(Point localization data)
───

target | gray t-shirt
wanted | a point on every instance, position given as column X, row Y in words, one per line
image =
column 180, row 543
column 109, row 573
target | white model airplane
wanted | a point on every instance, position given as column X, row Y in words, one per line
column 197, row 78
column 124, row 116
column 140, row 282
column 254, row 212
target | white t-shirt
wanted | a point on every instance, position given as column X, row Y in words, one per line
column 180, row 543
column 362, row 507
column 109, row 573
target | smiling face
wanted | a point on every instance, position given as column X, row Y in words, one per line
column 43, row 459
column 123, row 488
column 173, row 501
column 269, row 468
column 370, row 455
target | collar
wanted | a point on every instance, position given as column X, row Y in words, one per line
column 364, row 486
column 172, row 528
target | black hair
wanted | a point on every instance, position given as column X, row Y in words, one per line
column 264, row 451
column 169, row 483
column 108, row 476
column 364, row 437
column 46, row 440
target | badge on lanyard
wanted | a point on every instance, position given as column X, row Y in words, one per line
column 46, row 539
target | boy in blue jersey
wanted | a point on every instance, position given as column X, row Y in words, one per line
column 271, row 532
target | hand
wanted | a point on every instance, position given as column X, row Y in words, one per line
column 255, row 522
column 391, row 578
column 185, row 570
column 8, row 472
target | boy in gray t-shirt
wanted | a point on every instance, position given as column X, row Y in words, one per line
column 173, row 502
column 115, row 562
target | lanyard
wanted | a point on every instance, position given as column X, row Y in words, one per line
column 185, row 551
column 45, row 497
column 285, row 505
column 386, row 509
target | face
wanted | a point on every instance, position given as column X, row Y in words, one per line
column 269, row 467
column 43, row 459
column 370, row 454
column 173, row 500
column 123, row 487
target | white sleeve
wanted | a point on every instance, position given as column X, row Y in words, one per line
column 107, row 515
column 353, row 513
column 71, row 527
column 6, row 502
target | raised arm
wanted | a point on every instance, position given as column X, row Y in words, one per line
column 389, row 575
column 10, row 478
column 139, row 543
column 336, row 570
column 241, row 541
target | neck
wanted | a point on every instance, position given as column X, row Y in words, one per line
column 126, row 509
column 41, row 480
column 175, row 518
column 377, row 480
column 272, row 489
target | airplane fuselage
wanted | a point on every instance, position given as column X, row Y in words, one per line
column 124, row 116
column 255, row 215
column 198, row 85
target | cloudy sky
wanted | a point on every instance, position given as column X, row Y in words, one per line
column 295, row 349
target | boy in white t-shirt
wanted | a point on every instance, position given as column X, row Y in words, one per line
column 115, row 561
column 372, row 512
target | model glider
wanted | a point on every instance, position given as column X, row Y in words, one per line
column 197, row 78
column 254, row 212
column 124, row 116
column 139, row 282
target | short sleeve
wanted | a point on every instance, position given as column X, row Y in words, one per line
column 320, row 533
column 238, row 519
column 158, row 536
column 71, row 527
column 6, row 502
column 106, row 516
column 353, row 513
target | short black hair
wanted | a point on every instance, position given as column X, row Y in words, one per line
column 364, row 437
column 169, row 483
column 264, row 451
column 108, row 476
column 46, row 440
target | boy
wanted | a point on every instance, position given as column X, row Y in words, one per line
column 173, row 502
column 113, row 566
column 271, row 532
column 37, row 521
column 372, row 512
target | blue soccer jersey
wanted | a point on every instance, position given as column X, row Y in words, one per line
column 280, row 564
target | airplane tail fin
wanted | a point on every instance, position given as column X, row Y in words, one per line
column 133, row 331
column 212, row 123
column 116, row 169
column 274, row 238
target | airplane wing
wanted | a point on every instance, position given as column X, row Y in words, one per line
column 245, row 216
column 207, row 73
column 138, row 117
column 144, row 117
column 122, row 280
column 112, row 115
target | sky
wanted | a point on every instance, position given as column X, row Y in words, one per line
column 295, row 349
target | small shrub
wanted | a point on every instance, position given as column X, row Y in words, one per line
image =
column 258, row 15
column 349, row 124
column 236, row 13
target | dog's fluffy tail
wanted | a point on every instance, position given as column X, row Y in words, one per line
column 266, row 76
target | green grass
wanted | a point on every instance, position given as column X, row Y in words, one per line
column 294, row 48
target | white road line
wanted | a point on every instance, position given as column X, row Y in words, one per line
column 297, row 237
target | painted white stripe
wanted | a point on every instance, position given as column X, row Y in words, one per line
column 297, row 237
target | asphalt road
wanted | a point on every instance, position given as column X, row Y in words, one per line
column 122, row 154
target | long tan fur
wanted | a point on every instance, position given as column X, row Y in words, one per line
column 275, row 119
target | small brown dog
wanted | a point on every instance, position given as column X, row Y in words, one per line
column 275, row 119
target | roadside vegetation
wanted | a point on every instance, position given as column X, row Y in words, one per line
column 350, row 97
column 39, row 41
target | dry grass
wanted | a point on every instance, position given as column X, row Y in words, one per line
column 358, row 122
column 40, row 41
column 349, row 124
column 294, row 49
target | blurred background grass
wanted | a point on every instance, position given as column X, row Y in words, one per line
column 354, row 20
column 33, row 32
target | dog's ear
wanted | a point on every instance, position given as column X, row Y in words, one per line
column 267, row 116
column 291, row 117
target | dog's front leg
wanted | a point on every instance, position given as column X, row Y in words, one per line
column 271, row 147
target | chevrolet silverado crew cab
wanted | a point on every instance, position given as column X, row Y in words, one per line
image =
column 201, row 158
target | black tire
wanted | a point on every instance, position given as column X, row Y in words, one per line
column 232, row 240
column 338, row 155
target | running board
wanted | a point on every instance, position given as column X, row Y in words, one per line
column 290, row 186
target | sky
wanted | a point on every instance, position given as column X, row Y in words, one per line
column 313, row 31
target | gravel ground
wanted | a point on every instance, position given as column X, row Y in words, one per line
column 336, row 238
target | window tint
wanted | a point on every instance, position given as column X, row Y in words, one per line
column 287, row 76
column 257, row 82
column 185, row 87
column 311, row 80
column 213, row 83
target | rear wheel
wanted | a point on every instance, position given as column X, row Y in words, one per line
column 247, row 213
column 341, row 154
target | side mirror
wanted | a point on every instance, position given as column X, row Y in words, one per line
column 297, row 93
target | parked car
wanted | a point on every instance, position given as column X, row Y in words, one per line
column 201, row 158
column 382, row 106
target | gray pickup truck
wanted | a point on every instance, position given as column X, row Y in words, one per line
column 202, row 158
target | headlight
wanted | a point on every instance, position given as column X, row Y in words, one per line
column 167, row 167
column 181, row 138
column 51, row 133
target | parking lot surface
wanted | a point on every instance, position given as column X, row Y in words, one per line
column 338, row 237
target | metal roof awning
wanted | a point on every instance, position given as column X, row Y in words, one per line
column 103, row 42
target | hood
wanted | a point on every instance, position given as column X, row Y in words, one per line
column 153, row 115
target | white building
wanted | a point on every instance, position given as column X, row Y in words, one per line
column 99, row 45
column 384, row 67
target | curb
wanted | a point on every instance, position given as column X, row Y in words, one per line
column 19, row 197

───

-- How to complete this task --
The word to look for is "lanyard"; copy out every line of the entries that holds it.

-- Completed task --
target | badge on lanyard
target | lanyard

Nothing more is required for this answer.